> _EXERCISE DESCRIPTION_: Copy out the records below with every "keypoint" changed to "marker". Keep everything else the same.

> _DATA PROVIDED_:
--- Start ---
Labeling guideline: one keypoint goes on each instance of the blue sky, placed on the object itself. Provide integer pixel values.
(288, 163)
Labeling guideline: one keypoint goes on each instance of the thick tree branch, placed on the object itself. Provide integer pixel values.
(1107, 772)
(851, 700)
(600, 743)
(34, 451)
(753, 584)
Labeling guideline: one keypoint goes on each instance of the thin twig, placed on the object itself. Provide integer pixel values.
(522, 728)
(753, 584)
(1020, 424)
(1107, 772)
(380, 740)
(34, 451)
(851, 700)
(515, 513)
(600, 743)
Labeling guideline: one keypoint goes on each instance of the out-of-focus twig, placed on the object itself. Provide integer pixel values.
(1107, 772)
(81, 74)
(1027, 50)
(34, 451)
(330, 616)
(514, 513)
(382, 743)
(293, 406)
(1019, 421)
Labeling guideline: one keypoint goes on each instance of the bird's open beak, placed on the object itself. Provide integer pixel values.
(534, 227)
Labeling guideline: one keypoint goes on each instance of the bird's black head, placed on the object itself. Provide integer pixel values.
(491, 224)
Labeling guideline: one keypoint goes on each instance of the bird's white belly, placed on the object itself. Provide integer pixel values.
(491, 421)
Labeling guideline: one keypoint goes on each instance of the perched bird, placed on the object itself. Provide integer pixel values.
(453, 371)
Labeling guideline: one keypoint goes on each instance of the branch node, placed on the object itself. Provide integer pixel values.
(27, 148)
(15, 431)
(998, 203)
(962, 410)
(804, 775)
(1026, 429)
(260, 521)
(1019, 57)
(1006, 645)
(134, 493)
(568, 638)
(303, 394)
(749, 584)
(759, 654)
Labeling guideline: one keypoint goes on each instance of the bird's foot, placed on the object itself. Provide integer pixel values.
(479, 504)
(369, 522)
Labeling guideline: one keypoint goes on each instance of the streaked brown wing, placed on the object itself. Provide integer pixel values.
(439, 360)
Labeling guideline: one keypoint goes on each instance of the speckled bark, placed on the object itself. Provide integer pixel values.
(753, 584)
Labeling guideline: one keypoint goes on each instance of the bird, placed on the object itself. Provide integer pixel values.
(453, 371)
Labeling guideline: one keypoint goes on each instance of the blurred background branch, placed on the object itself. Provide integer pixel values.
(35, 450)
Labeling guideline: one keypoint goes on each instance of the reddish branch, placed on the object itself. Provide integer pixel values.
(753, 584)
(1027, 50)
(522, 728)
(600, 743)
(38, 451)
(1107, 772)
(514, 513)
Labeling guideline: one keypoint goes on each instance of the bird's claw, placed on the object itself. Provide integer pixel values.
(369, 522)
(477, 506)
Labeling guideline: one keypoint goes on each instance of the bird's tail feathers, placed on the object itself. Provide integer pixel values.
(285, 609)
--- End ---
> _ANSWER TO THIS EXERCISE_:
Labeling guideline: one marker goes on each instance of the blue sky, placed on the object itself. Provide integer pixel values.
(288, 163)
Labeling guideline: one marker goes on each instance of the thick tree branch, placed on the object itself. Provide integer pixel values.
(1107, 772)
(851, 700)
(600, 743)
(34, 451)
(753, 584)
Labeling guideline: one marker goes on each instance of the thin twig, placed on the object itself. Provide integer pixel values.
(522, 728)
(753, 584)
(1020, 424)
(1107, 772)
(380, 740)
(34, 451)
(851, 700)
(515, 513)
(600, 743)
Labeling guideline: one marker goes on each instance of the out-of-focus twig, placed on the object itself. Provide integer pixel values.
(1107, 772)
(81, 74)
(1027, 50)
(34, 451)
(330, 616)
(514, 513)
(382, 743)
(293, 406)
(1019, 421)
Labeling guideline: one marker goes on each instance of the bird's open beak, placed on the object itself. Provide integer pixel values.
(534, 227)
Labeling guideline: one marker goes on each instance of the bird's black head, placed on the object itself. Provide integer pixel values.
(491, 224)
Labeling guideline: one marker goes on each instance of the bird's white belly, placed on the object itself. Provide integer pixel values.
(491, 421)
Labeling guideline: one marker goes on each instance of the perched bird, placed on the object itself. Provide integer pixel values.
(453, 371)
Labeling guideline: one marker goes on each instance of the branch node, placed on the object itself. Provide integer pixel values.
(27, 148)
(15, 431)
(998, 203)
(962, 410)
(804, 775)
(1026, 429)
(260, 521)
(1019, 57)
(1006, 645)
(134, 493)
(568, 638)
(303, 394)
(749, 584)
(759, 654)
Labeling guideline: one marker goes on each instance of the bird's foot, placed on the object itself. Provide integer pixel values.
(479, 504)
(369, 522)
Labeling guideline: one marker goes on each instance of the streaked brown wing, placed on the object itself. Provide integer pixel values.
(439, 360)
Labeling guideline: one marker goes on each instance of the speckled bark, placed on the object itself. Provide integer pixel values.
(753, 584)
Labeling guideline: one marker goes on each instance of the bird, placed on the object itself. Provide integer pixel values.
(453, 371)
Labeling guideline: one marker goes on each instance of the blurred background branch, placed on the object itself. Provide integer pixel values.
(35, 450)
Labeling guideline: one marker goes on each instance of the reddish branch, placed on the object itself. Provide integer pixel values.
(753, 584)
(1027, 50)
(522, 728)
(600, 743)
(38, 451)
(1107, 772)
(514, 513)
Labeling guideline: one marker goes on each instance of the bird's claw, placed on the object itself. Provide integer pixel values.
(369, 522)
(477, 506)
Labeling guideline: one marker goes on each instance of the bird's tail feathers, placed on the object itself. Provide integer pixel values.
(285, 609)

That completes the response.